┏━━

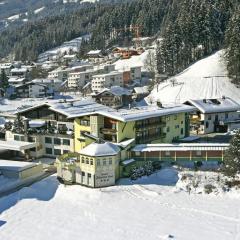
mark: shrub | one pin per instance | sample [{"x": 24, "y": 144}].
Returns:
[
  {"x": 198, "y": 164},
  {"x": 209, "y": 188},
  {"x": 233, "y": 183},
  {"x": 156, "y": 165}
]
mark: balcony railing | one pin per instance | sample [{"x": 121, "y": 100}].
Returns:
[
  {"x": 150, "y": 125},
  {"x": 109, "y": 131},
  {"x": 150, "y": 138}
]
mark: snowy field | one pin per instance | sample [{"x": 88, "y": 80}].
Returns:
[
  {"x": 206, "y": 78},
  {"x": 151, "y": 208}
]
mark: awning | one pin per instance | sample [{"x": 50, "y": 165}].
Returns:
[{"x": 16, "y": 145}]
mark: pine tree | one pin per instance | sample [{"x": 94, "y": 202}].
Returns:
[
  {"x": 3, "y": 80},
  {"x": 232, "y": 157},
  {"x": 232, "y": 40}
]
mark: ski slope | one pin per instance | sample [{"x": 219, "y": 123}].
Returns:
[
  {"x": 206, "y": 78},
  {"x": 151, "y": 209}
]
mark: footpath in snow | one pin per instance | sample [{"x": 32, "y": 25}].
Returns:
[
  {"x": 206, "y": 78},
  {"x": 151, "y": 208}
]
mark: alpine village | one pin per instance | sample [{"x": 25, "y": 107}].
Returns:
[{"x": 117, "y": 115}]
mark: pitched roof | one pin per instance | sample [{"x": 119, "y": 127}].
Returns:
[
  {"x": 117, "y": 91},
  {"x": 86, "y": 107},
  {"x": 100, "y": 149},
  {"x": 224, "y": 104}
]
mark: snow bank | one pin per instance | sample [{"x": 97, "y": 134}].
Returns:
[
  {"x": 206, "y": 78},
  {"x": 127, "y": 211},
  {"x": 134, "y": 61}
]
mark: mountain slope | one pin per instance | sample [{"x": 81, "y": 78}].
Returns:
[{"x": 206, "y": 78}]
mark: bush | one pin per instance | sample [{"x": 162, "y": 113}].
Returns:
[
  {"x": 233, "y": 183},
  {"x": 198, "y": 164},
  {"x": 156, "y": 165},
  {"x": 209, "y": 188}
]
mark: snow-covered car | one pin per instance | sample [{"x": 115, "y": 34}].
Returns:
[{"x": 234, "y": 131}]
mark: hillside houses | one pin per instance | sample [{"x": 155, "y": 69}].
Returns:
[{"x": 215, "y": 115}]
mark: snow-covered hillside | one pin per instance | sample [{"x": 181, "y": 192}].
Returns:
[
  {"x": 206, "y": 78},
  {"x": 72, "y": 45},
  {"x": 134, "y": 61},
  {"x": 151, "y": 209}
]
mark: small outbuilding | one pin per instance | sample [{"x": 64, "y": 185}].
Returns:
[{"x": 19, "y": 170}]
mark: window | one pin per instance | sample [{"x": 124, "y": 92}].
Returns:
[
  {"x": 31, "y": 139},
  {"x": 48, "y": 140},
  {"x": 137, "y": 154},
  {"x": 57, "y": 151},
  {"x": 167, "y": 153},
  {"x": 57, "y": 141},
  {"x": 16, "y": 137},
  {"x": 198, "y": 153},
  {"x": 85, "y": 122},
  {"x": 48, "y": 151},
  {"x": 66, "y": 142}
]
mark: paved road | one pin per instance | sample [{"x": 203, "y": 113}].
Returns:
[{"x": 26, "y": 183}]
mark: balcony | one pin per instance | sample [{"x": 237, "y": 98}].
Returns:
[
  {"x": 151, "y": 125},
  {"x": 149, "y": 138},
  {"x": 108, "y": 131}
]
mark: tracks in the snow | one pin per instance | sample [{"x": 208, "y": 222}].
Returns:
[{"x": 142, "y": 193}]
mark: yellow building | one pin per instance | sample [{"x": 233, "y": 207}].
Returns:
[
  {"x": 144, "y": 125},
  {"x": 96, "y": 166}
]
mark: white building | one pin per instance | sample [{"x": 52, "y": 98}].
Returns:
[
  {"x": 136, "y": 73},
  {"x": 19, "y": 72},
  {"x": 31, "y": 90},
  {"x": 108, "y": 80},
  {"x": 53, "y": 85},
  {"x": 80, "y": 79},
  {"x": 59, "y": 73},
  {"x": 215, "y": 115}
]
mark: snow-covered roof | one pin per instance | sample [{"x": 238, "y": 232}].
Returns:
[
  {"x": 17, "y": 166},
  {"x": 117, "y": 91},
  {"x": 125, "y": 143},
  {"x": 100, "y": 149},
  {"x": 19, "y": 70},
  {"x": 141, "y": 90},
  {"x": 180, "y": 147},
  {"x": 224, "y": 104},
  {"x": 114, "y": 73},
  {"x": 36, "y": 123},
  {"x": 93, "y": 52},
  {"x": 16, "y": 80},
  {"x": 46, "y": 80},
  {"x": 128, "y": 161},
  {"x": 86, "y": 107},
  {"x": 16, "y": 145}
]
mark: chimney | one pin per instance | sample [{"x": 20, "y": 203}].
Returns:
[{"x": 159, "y": 104}]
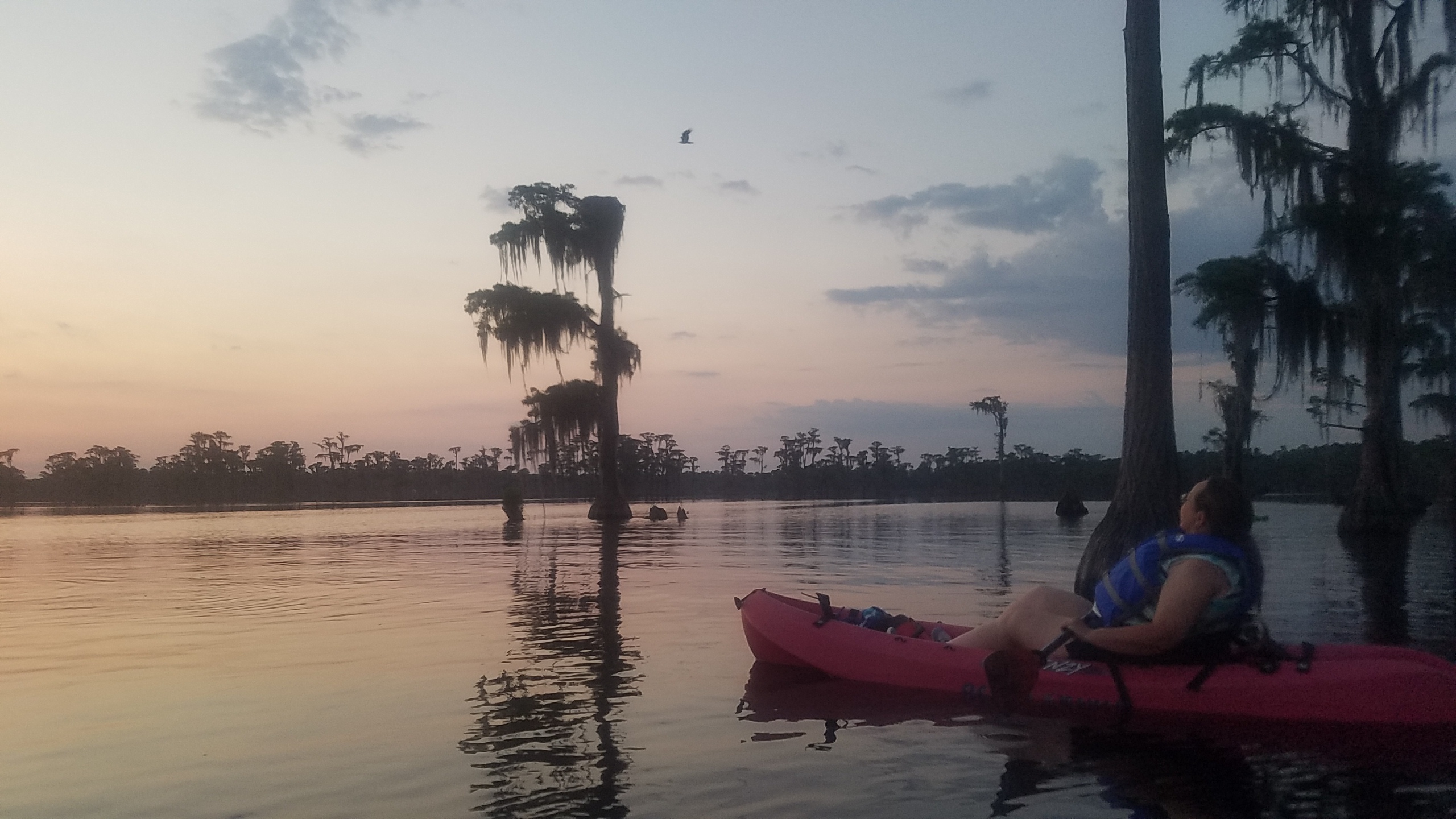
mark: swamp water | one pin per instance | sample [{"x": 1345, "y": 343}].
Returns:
[{"x": 439, "y": 662}]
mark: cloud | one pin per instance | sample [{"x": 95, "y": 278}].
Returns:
[
  {"x": 372, "y": 131},
  {"x": 739, "y": 187},
  {"x": 1070, "y": 286},
  {"x": 1060, "y": 196},
  {"x": 965, "y": 95},
  {"x": 832, "y": 149},
  {"x": 1091, "y": 424},
  {"x": 259, "y": 84},
  {"x": 497, "y": 198}
]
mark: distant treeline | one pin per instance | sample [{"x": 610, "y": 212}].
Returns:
[{"x": 212, "y": 471}]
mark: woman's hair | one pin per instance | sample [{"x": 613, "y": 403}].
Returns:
[{"x": 1231, "y": 516}]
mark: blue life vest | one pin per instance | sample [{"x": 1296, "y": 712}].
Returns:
[{"x": 1138, "y": 579}]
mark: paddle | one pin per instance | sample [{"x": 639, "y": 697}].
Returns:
[{"x": 1011, "y": 674}]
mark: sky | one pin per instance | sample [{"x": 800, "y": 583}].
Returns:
[{"x": 264, "y": 218}]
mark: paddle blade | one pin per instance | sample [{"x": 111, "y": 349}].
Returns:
[{"x": 1011, "y": 674}]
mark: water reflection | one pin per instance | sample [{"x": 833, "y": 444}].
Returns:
[
  {"x": 548, "y": 726},
  {"x": 1002, "y": 556},
  {"x": 1381, "y": 561}
]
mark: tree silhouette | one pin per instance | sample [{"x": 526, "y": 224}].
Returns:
[
  {"x": 580, "y": 235},
  {"x": 1259, "y": 309},
  {"x": 1147, "y": 494},
  {"x": 996, "y": 408},
  {"x": 1356, "y": 60},
  {"x": 561, "y": 416}
]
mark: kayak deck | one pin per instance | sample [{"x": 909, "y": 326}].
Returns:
[{"x": 1345, "y": 684}]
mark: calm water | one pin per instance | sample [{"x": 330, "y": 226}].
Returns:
[{"x": 436, "y": 662}]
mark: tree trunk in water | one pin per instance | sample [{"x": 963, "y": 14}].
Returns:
[
  {"x": 1236, "y": 441},
  {"x": 1374, "y": 257},
  {"x": 1375, "y": 503},
  {"x": 612, "y": 503},
  {"x": 1147, "y": 494}
]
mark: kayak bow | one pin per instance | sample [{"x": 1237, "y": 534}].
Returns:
[{"x": 1343, "y": 684}]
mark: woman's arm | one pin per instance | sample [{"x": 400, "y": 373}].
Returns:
[{"x": 1190, "y": 588}]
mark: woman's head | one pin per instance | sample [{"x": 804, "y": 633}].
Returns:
[{"x": 1219, "y": 507}]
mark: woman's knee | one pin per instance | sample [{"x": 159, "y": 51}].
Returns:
[{"x": 1049, "y": 599}]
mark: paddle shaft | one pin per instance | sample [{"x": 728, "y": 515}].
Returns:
[{"x": 1068, "y": 636}]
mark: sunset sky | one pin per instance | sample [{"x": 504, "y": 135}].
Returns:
[{"x": 264, "y": 218}]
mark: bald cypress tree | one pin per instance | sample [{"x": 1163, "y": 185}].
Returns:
[
  {"x": 581, "y": 237},
  {"x": 1147, "y": 494},
  {"x": 1356, "y": 66}
]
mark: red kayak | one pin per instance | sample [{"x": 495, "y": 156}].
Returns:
[{"x": 1343, "y": 684}]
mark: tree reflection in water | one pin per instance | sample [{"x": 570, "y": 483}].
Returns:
[
  {"x": 547, "y": 726},
  {"x": 1381, "y": 561}
]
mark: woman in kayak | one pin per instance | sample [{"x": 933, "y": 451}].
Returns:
[{"x": 1212, "y": 574}]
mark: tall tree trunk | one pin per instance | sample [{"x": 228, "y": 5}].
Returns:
[
  {"x": 1241, "y": 429},
  {"x": 612, "y": 502},
  {"x": 1147, "y": 494},
  {"x": 1374, "y": 257}
]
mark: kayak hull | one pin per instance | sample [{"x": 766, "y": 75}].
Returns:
[{"x": 1346, "y": 684}]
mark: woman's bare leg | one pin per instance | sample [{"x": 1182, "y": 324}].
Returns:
[{"x": 1030, "y": 621}]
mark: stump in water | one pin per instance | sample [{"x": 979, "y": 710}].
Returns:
[
  {"x": 1070, "y": 506},
  {"x": 513, "y": 503}
]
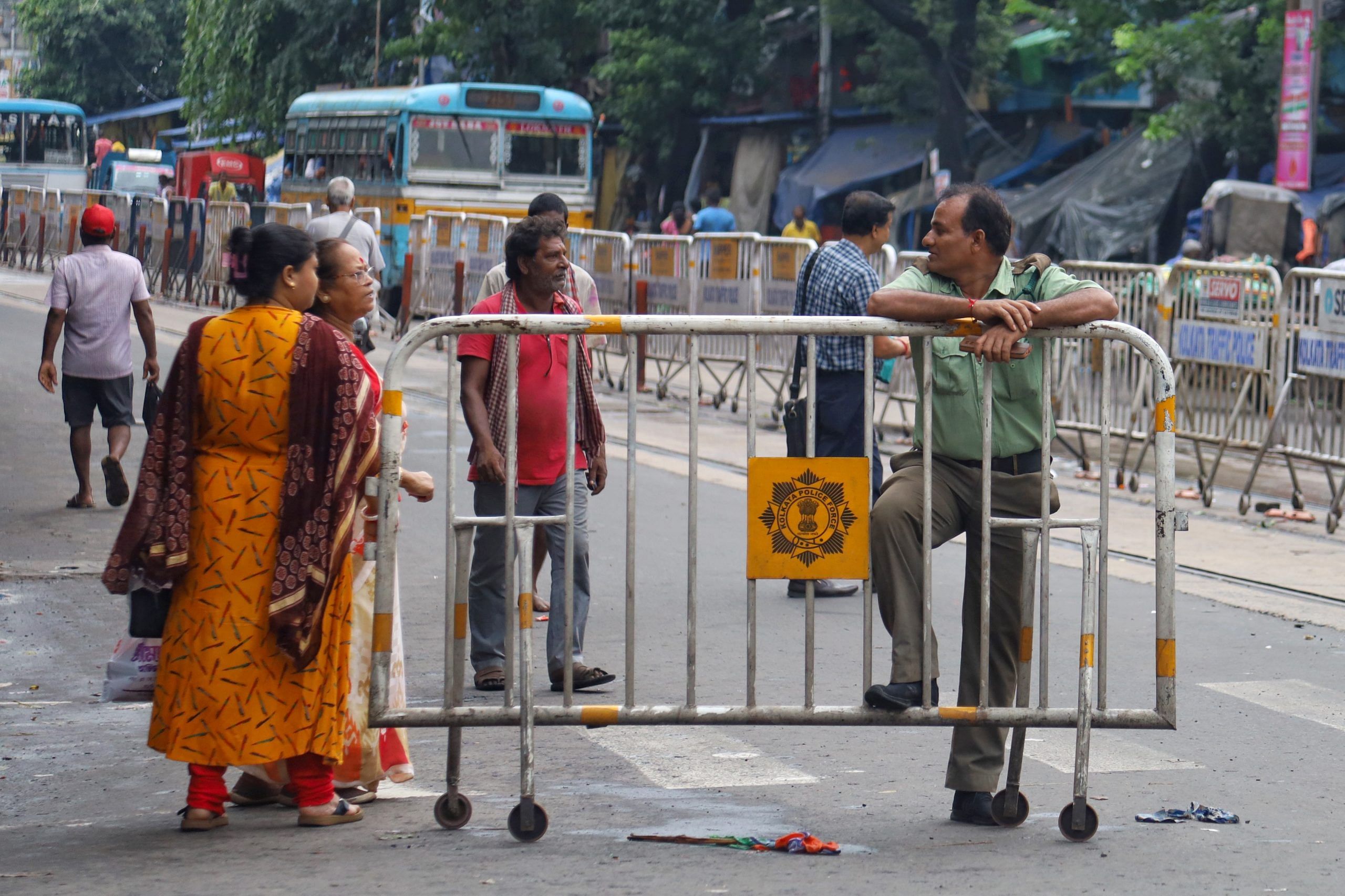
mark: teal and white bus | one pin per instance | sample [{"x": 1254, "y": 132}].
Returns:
[
  {"x": 42, "y": 144},
  {"x": 479, "y": 149}
]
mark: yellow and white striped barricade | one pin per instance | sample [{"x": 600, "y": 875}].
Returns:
[
  {"x": 606, "y": 256},
  {"x": 662, "y": 286},
  {"x": 724, "y": 280},
  {"x": 841, "y": 492},
  {"x": 779, "y": 264},
  {"x": 1309, "y": 412},
  {"x": 221, "y": 218},
  {"x": 1140, "y": 293},
  {"x": 1228, "y": 353},
  {"x": 481, "y": 249}
]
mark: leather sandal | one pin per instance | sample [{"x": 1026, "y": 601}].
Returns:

┗━━

Work required — Restate exactly, please, only the lines between the start of the data and the line containing "mark: balcony railing", both ends included, skipping the pictures.

Response box —
mark: shrub | one pin per instance | sample [{"x": 24, "y": 144}].
Returns:
[
  {"x": 198, "y": 164},
  {"x": 209, "y": 188},
  {"x": 233, "y": 183},
  {"x": 156, "y": 165}
]
mark: balcony railing | one pin per instance | sample [{"x": 121, "y": 100}].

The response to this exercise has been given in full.